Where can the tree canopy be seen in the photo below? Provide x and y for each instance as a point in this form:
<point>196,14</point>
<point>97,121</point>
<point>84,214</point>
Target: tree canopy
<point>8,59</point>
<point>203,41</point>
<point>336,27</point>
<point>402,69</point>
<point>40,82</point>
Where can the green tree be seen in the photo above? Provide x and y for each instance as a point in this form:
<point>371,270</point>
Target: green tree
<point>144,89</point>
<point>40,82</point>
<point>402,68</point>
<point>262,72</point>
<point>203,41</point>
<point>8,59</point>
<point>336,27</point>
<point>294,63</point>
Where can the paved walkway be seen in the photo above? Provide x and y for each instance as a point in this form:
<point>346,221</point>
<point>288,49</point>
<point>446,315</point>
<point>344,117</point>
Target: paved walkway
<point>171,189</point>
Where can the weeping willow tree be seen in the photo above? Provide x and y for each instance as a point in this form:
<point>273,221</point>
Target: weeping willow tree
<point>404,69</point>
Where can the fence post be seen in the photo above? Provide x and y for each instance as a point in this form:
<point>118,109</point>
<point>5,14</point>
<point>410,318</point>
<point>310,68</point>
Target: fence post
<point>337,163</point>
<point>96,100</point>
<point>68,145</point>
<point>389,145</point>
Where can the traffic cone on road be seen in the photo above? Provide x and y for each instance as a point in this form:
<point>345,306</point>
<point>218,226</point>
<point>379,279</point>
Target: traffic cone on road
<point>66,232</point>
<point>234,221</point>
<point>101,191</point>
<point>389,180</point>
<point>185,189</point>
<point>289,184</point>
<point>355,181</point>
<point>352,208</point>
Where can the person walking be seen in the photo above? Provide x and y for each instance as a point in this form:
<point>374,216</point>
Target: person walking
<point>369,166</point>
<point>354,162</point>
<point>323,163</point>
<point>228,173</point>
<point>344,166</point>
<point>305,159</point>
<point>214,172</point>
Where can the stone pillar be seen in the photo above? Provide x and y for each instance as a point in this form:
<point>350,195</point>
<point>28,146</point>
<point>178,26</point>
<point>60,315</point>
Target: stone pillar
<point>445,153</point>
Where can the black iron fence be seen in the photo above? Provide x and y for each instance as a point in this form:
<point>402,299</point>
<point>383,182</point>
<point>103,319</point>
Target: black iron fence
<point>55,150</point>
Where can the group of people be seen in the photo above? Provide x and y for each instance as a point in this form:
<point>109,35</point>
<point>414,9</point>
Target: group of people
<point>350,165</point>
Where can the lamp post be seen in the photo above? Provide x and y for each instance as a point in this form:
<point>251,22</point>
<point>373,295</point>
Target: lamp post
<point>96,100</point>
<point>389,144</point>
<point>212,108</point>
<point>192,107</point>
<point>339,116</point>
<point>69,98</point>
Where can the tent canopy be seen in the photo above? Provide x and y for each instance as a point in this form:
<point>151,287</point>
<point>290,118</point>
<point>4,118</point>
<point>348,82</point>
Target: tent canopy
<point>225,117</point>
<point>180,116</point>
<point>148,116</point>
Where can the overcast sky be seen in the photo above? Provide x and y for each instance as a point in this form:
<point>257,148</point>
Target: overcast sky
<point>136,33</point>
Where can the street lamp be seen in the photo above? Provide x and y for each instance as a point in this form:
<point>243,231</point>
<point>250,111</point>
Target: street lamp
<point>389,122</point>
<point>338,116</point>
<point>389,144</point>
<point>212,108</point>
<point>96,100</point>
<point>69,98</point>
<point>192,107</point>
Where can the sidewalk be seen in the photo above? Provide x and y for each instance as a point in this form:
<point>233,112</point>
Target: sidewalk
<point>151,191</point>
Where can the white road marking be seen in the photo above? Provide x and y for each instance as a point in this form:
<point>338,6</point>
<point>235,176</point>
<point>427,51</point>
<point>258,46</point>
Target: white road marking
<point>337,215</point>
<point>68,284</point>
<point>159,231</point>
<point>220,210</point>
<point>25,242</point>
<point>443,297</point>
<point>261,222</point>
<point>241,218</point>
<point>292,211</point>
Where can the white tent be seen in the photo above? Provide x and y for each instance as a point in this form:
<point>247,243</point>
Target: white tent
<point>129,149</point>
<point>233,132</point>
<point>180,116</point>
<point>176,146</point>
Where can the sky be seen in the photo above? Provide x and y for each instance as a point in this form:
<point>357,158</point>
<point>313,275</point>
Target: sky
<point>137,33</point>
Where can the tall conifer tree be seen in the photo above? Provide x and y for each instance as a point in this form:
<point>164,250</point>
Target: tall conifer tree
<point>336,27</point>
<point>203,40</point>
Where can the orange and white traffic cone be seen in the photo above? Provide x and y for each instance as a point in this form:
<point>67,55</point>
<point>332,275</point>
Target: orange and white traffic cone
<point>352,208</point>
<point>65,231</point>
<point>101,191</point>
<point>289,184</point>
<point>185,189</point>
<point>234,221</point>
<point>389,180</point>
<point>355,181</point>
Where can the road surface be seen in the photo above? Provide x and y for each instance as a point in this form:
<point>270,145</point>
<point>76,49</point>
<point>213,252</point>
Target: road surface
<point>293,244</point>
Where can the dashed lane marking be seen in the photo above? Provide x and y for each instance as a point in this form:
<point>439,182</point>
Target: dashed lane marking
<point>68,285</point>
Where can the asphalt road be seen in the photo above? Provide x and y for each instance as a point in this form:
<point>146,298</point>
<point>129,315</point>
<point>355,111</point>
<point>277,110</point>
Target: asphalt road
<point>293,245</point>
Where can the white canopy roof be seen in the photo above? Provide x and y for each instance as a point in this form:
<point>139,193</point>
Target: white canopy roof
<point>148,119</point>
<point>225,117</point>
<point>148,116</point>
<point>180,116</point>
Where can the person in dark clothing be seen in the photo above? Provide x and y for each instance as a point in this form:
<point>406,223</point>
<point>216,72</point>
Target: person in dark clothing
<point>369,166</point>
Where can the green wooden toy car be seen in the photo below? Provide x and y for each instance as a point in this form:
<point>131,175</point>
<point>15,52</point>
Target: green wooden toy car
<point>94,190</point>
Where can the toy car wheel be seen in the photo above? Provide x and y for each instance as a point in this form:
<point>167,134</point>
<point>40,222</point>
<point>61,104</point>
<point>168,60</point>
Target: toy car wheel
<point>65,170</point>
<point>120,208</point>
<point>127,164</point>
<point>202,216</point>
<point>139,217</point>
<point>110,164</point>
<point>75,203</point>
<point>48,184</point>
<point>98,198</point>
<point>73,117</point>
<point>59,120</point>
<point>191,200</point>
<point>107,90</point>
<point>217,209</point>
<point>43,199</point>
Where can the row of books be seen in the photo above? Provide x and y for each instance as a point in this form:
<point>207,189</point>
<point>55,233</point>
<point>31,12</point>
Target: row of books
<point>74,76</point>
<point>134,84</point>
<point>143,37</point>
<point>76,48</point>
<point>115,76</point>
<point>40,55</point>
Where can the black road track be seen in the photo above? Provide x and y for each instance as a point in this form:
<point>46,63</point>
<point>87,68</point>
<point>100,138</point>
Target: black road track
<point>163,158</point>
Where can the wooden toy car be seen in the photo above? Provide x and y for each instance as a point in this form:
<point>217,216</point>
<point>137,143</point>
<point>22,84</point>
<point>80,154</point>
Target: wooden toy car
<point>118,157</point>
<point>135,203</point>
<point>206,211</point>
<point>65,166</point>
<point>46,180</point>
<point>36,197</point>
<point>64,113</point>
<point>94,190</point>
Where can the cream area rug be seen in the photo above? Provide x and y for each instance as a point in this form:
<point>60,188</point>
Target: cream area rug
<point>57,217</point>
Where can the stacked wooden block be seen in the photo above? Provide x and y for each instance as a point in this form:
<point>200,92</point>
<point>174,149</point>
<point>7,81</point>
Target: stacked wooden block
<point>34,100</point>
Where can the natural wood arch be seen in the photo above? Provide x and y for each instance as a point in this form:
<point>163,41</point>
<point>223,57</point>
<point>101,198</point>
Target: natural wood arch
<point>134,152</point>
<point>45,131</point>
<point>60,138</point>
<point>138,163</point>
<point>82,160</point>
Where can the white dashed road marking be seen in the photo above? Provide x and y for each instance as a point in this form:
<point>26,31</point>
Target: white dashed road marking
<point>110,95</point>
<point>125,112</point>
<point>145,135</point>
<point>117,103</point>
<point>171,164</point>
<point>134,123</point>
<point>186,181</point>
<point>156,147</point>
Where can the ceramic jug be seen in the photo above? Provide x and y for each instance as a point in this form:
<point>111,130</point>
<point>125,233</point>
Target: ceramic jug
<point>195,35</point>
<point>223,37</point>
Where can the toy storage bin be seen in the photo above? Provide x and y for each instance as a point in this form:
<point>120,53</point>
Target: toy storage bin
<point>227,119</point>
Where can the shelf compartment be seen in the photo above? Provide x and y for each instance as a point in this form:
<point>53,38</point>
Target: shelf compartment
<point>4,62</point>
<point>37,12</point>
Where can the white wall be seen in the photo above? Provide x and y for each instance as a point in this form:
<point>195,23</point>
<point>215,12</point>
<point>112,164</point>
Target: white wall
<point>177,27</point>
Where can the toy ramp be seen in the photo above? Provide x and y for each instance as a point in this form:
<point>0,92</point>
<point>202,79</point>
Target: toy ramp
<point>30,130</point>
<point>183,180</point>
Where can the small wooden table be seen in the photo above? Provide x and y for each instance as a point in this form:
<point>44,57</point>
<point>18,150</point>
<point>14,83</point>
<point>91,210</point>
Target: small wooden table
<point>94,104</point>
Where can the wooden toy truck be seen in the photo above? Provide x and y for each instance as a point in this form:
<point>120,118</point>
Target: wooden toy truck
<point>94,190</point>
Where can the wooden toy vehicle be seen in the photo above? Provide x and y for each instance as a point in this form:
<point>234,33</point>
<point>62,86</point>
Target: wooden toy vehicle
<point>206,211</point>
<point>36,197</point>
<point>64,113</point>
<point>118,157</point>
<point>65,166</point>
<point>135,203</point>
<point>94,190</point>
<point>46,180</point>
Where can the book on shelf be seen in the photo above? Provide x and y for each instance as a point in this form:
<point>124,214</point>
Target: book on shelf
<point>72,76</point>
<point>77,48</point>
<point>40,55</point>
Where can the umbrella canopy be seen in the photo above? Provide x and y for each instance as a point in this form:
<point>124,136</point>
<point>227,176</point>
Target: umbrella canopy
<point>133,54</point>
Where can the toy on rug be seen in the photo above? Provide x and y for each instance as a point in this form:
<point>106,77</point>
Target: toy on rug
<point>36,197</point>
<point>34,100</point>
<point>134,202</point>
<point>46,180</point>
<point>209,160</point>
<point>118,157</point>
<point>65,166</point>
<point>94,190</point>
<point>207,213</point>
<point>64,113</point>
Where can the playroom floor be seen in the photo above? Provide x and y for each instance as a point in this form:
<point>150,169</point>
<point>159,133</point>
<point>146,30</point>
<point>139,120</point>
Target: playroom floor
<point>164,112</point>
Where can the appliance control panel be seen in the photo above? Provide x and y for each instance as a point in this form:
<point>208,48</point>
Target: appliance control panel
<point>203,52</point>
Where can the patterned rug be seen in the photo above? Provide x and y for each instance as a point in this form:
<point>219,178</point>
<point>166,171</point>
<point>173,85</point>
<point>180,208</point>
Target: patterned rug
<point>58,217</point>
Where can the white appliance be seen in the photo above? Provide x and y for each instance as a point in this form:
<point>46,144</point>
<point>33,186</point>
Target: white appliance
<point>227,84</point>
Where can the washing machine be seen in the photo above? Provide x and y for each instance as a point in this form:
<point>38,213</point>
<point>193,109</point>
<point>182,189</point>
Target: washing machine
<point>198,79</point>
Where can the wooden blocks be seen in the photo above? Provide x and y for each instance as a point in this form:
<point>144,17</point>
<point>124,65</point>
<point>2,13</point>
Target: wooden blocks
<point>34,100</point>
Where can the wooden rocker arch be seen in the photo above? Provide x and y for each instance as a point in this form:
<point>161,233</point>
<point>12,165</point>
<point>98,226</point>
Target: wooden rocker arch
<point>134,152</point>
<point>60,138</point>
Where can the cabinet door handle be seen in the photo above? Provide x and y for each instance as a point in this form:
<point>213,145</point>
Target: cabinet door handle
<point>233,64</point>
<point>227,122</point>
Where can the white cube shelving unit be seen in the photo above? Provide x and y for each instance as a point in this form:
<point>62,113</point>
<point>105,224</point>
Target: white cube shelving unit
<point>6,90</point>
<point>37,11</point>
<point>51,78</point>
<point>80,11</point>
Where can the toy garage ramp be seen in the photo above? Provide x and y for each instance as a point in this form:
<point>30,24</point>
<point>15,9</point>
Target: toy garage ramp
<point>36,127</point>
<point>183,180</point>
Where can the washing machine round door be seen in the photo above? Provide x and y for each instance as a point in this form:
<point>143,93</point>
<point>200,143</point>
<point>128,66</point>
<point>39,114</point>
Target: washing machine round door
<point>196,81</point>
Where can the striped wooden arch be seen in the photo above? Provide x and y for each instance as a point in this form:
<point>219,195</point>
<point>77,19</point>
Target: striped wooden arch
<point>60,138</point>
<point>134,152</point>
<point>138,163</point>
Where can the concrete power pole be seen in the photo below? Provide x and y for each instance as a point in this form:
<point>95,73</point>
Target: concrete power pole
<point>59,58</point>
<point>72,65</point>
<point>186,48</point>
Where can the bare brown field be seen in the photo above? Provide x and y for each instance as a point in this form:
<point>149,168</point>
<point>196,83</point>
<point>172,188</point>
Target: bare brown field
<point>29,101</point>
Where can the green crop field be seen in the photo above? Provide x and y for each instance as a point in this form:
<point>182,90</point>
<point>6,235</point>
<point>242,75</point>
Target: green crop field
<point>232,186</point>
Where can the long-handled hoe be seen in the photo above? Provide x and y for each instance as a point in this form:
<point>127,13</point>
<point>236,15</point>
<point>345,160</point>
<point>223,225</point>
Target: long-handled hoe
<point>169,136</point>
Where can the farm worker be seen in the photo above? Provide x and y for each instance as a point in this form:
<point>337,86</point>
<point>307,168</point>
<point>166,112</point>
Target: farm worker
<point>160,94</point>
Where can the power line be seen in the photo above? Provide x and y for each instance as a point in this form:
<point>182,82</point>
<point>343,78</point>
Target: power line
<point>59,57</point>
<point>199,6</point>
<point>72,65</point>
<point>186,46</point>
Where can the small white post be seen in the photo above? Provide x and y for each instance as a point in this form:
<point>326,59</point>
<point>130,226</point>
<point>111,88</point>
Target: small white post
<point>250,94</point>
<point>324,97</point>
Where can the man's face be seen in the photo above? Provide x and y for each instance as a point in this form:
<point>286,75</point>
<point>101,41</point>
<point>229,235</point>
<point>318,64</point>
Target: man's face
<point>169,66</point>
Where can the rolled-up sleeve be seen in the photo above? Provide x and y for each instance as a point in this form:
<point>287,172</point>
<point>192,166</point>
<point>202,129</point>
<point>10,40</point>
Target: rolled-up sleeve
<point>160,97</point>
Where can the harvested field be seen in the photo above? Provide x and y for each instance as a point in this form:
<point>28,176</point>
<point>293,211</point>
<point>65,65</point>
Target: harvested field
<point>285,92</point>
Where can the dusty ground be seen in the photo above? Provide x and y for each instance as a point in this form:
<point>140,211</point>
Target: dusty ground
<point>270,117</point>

- Exercise directions
Looking over the entries above, how many lines contain the string "below"? State the number and nothing else.

- Exercise result
3